··· The data ···

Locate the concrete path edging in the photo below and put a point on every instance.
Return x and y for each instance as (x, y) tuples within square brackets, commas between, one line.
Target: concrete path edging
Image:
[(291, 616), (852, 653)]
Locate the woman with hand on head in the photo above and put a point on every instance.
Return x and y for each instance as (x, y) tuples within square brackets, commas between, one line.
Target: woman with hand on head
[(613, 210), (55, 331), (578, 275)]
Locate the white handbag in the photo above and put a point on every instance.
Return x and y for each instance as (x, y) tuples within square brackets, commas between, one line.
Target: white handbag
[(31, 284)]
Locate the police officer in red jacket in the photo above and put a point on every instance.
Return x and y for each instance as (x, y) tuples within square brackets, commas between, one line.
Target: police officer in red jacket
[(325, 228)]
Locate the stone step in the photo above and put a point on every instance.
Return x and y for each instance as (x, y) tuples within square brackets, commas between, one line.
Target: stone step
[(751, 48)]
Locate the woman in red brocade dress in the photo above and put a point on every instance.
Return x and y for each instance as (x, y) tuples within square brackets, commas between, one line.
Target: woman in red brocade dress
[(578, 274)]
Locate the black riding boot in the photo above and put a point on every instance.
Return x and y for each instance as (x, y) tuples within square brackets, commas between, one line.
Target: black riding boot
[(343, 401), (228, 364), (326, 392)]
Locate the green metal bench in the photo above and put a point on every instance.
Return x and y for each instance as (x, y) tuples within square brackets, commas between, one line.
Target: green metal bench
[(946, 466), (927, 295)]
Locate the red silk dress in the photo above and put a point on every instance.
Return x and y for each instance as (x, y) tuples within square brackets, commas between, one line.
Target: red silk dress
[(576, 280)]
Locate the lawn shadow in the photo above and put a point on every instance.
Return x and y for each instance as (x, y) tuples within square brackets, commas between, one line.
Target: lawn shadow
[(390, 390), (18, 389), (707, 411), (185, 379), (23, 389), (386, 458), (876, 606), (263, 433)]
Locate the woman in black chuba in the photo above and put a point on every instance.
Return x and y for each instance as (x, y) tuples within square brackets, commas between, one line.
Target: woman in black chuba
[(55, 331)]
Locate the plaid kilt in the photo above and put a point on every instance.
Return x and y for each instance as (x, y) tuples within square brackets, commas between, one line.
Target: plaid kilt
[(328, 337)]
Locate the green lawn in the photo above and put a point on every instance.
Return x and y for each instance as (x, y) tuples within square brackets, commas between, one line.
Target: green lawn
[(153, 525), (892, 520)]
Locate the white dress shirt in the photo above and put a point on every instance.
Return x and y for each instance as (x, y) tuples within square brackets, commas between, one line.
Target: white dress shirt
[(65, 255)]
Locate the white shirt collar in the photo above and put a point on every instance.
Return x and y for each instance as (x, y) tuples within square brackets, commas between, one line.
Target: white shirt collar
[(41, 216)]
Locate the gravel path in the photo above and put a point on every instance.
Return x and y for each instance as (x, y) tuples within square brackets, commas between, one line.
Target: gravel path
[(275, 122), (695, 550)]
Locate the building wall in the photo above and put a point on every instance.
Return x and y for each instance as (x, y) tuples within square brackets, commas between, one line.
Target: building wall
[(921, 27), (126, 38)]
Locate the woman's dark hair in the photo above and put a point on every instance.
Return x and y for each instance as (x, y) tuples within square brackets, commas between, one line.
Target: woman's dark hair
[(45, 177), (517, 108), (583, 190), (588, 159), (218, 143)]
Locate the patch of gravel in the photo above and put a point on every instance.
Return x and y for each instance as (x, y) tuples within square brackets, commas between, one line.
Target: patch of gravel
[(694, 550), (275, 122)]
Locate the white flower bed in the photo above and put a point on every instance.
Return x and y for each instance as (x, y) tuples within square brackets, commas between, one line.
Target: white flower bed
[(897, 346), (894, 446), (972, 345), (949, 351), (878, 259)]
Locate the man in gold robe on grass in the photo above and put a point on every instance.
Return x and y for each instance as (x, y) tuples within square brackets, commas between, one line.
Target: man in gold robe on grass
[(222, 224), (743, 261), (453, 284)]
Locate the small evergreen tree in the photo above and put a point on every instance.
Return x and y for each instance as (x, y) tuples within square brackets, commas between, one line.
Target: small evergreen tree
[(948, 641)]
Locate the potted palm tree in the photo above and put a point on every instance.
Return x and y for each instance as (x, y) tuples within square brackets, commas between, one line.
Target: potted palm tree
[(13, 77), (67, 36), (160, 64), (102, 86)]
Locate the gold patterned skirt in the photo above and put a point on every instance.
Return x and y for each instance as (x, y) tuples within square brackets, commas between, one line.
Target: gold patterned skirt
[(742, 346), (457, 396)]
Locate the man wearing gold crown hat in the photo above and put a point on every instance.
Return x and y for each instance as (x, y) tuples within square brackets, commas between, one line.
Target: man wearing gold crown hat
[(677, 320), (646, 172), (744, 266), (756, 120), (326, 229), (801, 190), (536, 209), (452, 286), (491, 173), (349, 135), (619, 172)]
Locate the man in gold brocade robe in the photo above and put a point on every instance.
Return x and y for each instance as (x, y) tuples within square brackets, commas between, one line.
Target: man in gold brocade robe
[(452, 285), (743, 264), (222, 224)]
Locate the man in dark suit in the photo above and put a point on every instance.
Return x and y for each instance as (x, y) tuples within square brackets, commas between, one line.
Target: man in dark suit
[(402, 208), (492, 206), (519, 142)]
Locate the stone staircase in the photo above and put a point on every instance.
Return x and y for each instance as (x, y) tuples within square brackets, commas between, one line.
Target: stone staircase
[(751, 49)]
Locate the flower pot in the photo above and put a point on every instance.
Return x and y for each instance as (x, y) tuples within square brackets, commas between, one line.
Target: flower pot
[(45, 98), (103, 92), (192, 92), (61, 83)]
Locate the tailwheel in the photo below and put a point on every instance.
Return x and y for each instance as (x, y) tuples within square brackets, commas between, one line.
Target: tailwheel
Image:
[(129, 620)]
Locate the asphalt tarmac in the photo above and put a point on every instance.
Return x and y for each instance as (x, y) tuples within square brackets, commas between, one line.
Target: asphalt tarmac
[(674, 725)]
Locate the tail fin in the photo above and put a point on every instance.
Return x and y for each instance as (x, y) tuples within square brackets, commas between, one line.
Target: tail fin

···

Problem to work on: Copy all the lines above that hold the string "tailwheel".

Response:
Locate the tailwheel in the photo below and put a point on every instance.
Target: tailwheel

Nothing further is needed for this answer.